## [GIVEN REQUEST]
Retype all of the entries below word for word, leaving out the pictures.

## [Dataset rows showing where objects appear]
..........

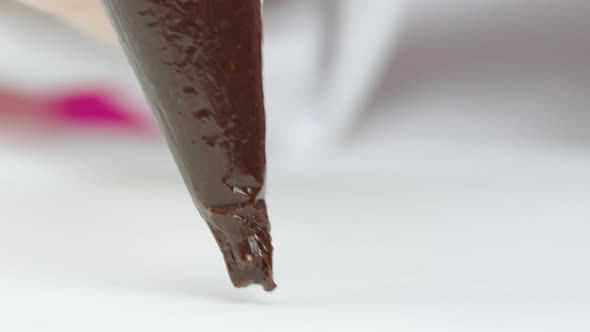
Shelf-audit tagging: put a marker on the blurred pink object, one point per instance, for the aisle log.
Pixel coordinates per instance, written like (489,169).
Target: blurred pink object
(94,109)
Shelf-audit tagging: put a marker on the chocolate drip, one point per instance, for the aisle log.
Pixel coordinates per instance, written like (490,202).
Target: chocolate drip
(199,62)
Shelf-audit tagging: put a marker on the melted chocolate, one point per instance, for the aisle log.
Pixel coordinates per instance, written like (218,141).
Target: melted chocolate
(199,62)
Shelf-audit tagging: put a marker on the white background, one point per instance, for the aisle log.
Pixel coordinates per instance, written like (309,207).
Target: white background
(459,202)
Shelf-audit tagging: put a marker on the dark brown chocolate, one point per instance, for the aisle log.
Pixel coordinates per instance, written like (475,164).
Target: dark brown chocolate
(200,65)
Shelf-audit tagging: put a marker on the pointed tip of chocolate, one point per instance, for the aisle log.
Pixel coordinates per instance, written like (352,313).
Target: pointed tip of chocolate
(243,236)
(253,270)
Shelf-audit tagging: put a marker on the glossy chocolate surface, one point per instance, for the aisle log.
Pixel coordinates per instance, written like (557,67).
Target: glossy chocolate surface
(199,62)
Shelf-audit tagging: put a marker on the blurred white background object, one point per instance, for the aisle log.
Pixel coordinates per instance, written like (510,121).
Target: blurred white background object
(458,200)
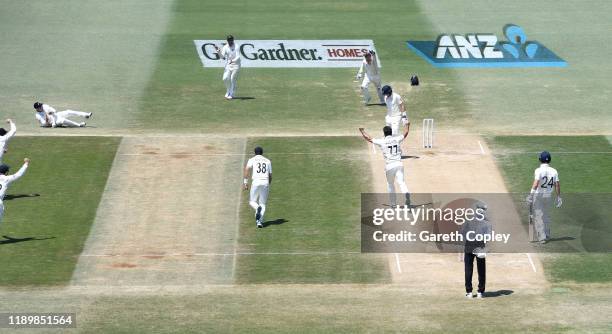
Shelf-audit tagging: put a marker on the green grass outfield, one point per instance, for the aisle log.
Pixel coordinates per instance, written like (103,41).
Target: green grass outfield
(585,179)
(50,209)
(312,216)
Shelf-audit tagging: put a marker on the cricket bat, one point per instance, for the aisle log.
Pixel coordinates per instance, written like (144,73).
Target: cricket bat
(531,224)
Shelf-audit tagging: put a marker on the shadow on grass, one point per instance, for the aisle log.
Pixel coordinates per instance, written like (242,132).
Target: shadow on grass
(560,239)
(275,222)
(497,293)
(11,197)
(11,240)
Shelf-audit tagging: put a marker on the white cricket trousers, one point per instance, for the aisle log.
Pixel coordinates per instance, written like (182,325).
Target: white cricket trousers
(61,118)
(396,174)
(259,196)
(230,76)
(366,92)
(1,210)
(541,216)
(395,123)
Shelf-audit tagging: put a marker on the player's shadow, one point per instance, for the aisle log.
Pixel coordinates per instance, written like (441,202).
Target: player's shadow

..........

## [PROBLEM SOLUTION]
Shelf-audit tagging: put a marker on the blurred pink object, one point per instance, for the aisle log.
Pixel coordinates per instance, written like (489,169).
Target: blurred pink object
(94,109)
Shelf-audit tagging: put a marker on the chocolate drip, one point per instance, for the aisle log.
Pixel coordinates per instance, written like (490,202).
Target: chocolate drip
(199,62)
Shelf-audit tagging: put a marker on the melted chocolate, one point per instance, for the aisle log.
Pixel coordinates per instance, written like (218,141).
Target: melted chocolate
(199,62)
Shelf-audit tagging: put a marker on the white background, one point per instance, for the aisle log.
Pixel coordinates per instance, written like (309,207).
Target: white background
(459,202)
Shelf-audit tagging: put a marker on the dark brown chocolate, one point per instance, for the aisle log.
Pixel coordinates per instance, written like (475,164).
Target: dark brown chocolate
(200,65)
Shelf-audit tagging: put a marker on the pointed tip of chocolate, one point per instance, for the aisle log.
Pixel coordinates per instance, written like (352,313).
Target: pointed tip of chocolate
(243,236)
(253,270)
Shelf-audit tagging: put a marker on the glossy chocolate surface, one point per instance, for the aisle log.
Pixel coordinates per instance, written like (557,67).
Target: glossy chocolate surface
(199,62)
Shelf-audit tagging: put a marker on the blurred white background object, one point per instance, for the aisle log.
Pixel coordinates per instance, written like (510,121).
Target: blurred white background object
(458,200)
Shelf-audit tagging: put a marker on the green grass outfield, one point per instance, for the aisle log.
Pixel coordinates per instance, written like (103,41).
Target: green grass outfield
(585,179)
(50,209)
(312,216)
Shelf-audit tagging: put a marker on the cricket bat, one point per instance, for the aisle log.
Pixel coordinates per instance, written like (144,73).
Target: cricket bat
(531,224)
Shelf-audit tagging: put a marker on the shadow on grass, one point per instance, for the aisle log.
Pixel coordinates per instance, written like (242,132).
Target: shadow on grass
(560,239)
(275,222)
(497,293)
(11,197)
(11,240)
Shelf-audit tagging: put a marker on the white cricket trousers, one point per instance, for the aisle log.
Pixel coordinates per instance, written like (182,325).
Target: white cricket trousers
(61,118)
(396,174)
(259,196)
(230,76)
(366,92)
(1,210)
(541,216)
(395,123)
Shelf-audit tagging: put a marker on the player's shadow, one point per instance, for the aisle log.
Pixel coordinates per instance, written like (441,202).
Target: player's shadow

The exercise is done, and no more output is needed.